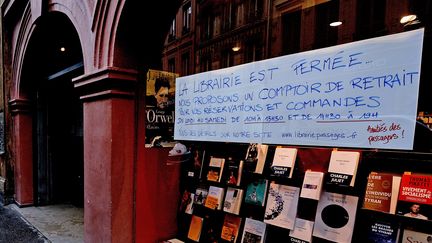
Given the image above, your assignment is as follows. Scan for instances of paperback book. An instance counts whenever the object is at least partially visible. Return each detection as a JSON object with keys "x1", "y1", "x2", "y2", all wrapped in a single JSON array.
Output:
[
  {"x1": 363, "y1": 172, "x2": 401, "y2": 214},
  {"x1": 241, "y1": 218, "x2": 267, "y2": 243},
  {"x1": 207, "y1": 156, "x2": 225, "y2": 182},
  {"x1": 245, "y1": 179, "x2": 268, "y2": 206},
  {"x1": 204, "y1": 186, "x2": 225, "y2": 210},
  {"x1": 402, "y1": 229, "x2": 432, "y2": 243},
  {"x1": 367, "y1": 217, "x2": 399, "y2": 243},
  {"x1": 264, "y1": 182, "x2": 300, "y2": 229},
  {"x1": 326, "y1": 150, "x2": 360, "y2": 187},
  {"x1": 313, "y1": 192, "x2": 358, "y2": 242},
  {"x1": 270, "y1": 147, "x2": 297, "y2": 178},
  {"x1": 396, "y1": 173, "x2": 432, "y2": 220},
  {"x1": 300, "y1": 171, "x2": 324, "y2": 200},
  {"x1": 221, "y1": 214, "x2": 242, "y2": 242},
  {"x1": 244, "y1": 143, "x2": 268, "y2": 174},
  {"x1": 289, "y1": 218, "x2": 314, "y2": 243},
  {"x1": 223, "y1": 187, "x2": 244, "y2": 215},
  {"x1": 188, "y1": 215, "x2": 204, "y2": 242}
]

▸ THE REQUEST: Recast the lines above as a numbered list, skipping any blank lines and omitting the picture.

▸ RESULT OF THIS TASK:
1. Given the image above, your assignment is as follows. Scan for instances of paperback book. An instance counts whenever the object is at least partially visible. Return each detection as a JSON object with keys "x1", "y1", "x2", "y2", all wrapped in a single JSON array.
2. Output:
3. [
4.   {"x1": 363, "y1": 172, "x2": 401, "y2": 214},
5.   {"x1": 241, "y1": 218, "x2": 267, "y2": 243},
6.   {"x1": 207, "y1": 156, "x2": 225, "y2": 182},
7.   {"x1": 245, "y1": 179, "x2": 268, "y2": 206},
8.   {"x1": 204, "y1": 186, "x2": 225, "y2": 210},
9.   {"x1": 402, "y1": 229, "x2": 432, "y2": 243},
10.   {"x1": 367, "y1": 217, "x2": 399, "y2": 243},
11.   {"x1": 264, "y1": 182, "x2": 300, "y2": 229},
12.   {"x1": 326, "y1": 150, "x2": 360, "y2": 187},
13.   {"x1": 313, "y1": 192, "x2": 358, "y2": 242},
14.   {"x1": 270, "y1": 147, "x2": 297, "y2": 178},
15.   {"x1": 396, "y1": 173, "x2": 432, "y2": 220},
16.   {"x1": 300, "y1": 171, "x2": 324, "y2": 200},
17.   {"x1": 221, "y1": 214, "x2": 242, "y2": 242},
18.   {"x1": 244, "y1": 143, "x2": 268, "y2": 174},
19.   {"x1": 289, "y1": 218, "x2": 314, "y2": 243},
20.   {"x1": 223, "y1": 187, "x2": 244, "y2": 215},
21.   {"x1": 188, "y1": 215, "x2": 204, "y2": 242}
22. ]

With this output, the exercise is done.